▸ **Text extract**

[start]

Our discussion of industry viewpoints noted that defence firms, though they could not reasonably be expected to set themselves up as prime judges of wider political and economic factors, fully accepted the need for regulation and indeed welcomed it as providing - if properly framed and applied - the consistency and predictability which business operations always valued. But perceived fairness as between suppliers was crucial, and this - like much else in our discussion - underlined that dependably-sustained control of the arms trade had to rest on effective international consensus about the rules, effective and harmonised national implementation and enforcement of them in practice (by no means always easy, across different national systems and attitudes) and effective visibility of outcomes.

Our exchanges concentrated mostly - in reflection of the conference’s composition - upon the supplier aspects of controlling the trade. We were however aware that the demand side - the buyers - mattered equally, and that though instruments in that regard were less easy to define or operate the possibilities should not be ignored. Economic conditionality - the linking of arms sales to desired behaviour by the purchaser in non-military development effort - could sometimes have a part to play; so too could the wider techniques, such as confident-building measures and dialogue on security doctrine, that bore upon regional perceptions (as in East Asia, the only major arms market still growing) of security need.

[end]

▸ **Data shown**

[start]

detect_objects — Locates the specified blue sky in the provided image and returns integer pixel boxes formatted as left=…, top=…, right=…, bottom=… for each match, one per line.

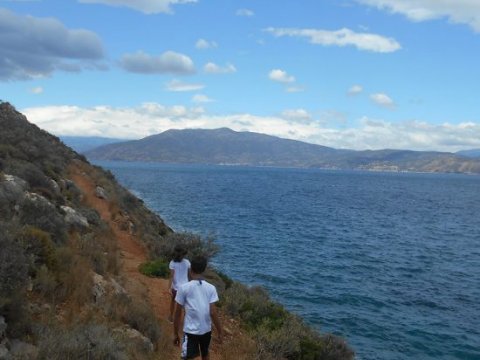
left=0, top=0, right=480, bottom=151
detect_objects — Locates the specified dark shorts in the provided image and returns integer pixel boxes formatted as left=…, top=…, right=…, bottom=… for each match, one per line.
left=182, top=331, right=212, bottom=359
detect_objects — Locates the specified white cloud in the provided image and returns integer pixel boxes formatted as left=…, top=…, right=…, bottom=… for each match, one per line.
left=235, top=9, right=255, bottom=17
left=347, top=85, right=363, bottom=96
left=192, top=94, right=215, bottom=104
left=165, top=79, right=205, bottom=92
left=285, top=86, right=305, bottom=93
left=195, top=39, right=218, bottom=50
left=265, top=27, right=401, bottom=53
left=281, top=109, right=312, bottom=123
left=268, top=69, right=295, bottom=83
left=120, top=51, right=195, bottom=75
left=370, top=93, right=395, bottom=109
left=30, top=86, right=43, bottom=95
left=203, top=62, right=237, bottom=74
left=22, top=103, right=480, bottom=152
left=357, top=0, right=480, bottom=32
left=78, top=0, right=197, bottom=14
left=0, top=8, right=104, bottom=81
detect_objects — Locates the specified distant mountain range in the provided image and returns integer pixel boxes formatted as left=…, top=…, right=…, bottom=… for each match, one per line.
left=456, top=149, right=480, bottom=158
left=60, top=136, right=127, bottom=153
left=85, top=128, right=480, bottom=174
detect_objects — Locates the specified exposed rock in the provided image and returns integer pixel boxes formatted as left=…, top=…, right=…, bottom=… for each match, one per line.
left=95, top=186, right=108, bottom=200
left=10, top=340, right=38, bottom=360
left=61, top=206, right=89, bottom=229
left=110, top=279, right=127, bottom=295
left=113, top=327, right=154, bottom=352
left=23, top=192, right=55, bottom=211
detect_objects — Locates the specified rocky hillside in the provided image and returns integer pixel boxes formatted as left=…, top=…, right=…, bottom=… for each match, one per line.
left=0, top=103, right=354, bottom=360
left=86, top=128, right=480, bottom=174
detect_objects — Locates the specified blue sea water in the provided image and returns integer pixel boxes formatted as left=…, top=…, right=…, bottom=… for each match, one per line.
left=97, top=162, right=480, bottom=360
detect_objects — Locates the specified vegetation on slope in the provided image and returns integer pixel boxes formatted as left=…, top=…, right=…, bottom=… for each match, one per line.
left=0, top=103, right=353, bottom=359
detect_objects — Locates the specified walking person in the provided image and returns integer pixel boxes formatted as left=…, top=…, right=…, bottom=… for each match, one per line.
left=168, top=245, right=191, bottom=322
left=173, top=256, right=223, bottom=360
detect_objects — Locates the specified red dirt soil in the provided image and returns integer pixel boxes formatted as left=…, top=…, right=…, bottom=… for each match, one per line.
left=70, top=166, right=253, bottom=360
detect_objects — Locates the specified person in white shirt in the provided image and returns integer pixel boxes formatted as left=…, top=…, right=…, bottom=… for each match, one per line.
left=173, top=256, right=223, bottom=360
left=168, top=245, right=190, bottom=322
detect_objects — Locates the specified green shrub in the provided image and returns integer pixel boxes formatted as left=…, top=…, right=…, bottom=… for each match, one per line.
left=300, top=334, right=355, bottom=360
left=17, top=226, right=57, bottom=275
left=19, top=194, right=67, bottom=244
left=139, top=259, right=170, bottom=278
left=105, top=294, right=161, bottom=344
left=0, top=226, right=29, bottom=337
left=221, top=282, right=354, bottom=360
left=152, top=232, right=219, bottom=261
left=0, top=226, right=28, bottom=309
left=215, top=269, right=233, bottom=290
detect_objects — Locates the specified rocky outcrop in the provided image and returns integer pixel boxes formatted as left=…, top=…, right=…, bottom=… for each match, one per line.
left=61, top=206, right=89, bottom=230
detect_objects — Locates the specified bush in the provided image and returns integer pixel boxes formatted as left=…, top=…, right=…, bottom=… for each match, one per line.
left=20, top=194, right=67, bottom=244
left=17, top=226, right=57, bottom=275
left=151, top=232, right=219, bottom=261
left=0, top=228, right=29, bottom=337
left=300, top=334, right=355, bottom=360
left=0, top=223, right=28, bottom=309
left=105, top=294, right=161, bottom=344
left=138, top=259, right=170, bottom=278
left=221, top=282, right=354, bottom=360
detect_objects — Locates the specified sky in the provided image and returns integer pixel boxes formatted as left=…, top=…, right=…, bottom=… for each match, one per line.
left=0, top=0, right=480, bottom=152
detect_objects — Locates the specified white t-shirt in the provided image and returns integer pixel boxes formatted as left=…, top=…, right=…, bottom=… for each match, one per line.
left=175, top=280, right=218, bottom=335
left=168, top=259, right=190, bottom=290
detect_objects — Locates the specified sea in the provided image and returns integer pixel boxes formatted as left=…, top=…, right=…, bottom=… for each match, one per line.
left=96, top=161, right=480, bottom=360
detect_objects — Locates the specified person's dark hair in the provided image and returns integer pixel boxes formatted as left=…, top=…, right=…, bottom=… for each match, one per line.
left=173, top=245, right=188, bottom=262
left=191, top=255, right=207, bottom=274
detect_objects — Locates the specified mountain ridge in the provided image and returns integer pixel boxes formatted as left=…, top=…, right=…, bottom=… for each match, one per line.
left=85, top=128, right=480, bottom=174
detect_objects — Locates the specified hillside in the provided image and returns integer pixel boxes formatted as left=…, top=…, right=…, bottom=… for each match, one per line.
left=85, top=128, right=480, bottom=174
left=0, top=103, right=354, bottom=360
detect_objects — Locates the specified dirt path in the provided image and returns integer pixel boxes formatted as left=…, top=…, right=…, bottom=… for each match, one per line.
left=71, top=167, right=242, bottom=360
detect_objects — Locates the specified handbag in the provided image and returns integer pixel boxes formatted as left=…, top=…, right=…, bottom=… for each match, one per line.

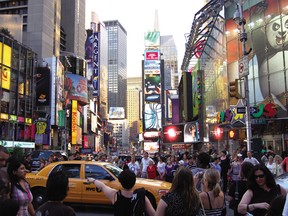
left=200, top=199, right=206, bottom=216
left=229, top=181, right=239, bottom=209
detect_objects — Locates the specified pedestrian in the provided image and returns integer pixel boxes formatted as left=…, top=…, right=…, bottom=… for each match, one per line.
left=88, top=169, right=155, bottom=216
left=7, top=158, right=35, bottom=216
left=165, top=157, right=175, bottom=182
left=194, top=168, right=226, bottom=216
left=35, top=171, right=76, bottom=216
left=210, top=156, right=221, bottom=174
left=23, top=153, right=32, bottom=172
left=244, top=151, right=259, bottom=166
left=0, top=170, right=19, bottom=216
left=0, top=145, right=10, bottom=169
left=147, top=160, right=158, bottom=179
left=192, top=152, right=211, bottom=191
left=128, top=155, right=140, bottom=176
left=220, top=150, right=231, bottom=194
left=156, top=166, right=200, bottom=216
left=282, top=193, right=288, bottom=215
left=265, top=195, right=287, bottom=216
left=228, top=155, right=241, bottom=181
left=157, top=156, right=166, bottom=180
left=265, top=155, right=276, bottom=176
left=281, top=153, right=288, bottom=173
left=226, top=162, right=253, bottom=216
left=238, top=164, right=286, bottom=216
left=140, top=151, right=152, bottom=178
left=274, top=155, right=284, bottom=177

[end]

▸ **Job 1**
In the arms trade text, which region is named as the only major arms market still growing?
▸ **Job 2**
Please mark each statement yes or no according to the arms trade text, and quote the words that decide it.
(a) Defence firms welcomed regulation.
(b) The exchanges at the conference focused mainly on the buyers' side of the trade.
(c) Economic conditionality ties arms sales to the purchaser's behavior in non-military development effort.

▸ **Final result 1**
East Asia.

▸ **Final result 2**
(a) Yes: "fully accepted the need for regulation and indeed welcomed it"
(b) No: "Our exchanges concentrated mostly - in reflection of the conference’s composition - upon the supplier aspects of controlling the trade."
(c) Yes: "the linking of arms sales to desired behaviour by the purchaser in non-military development effort"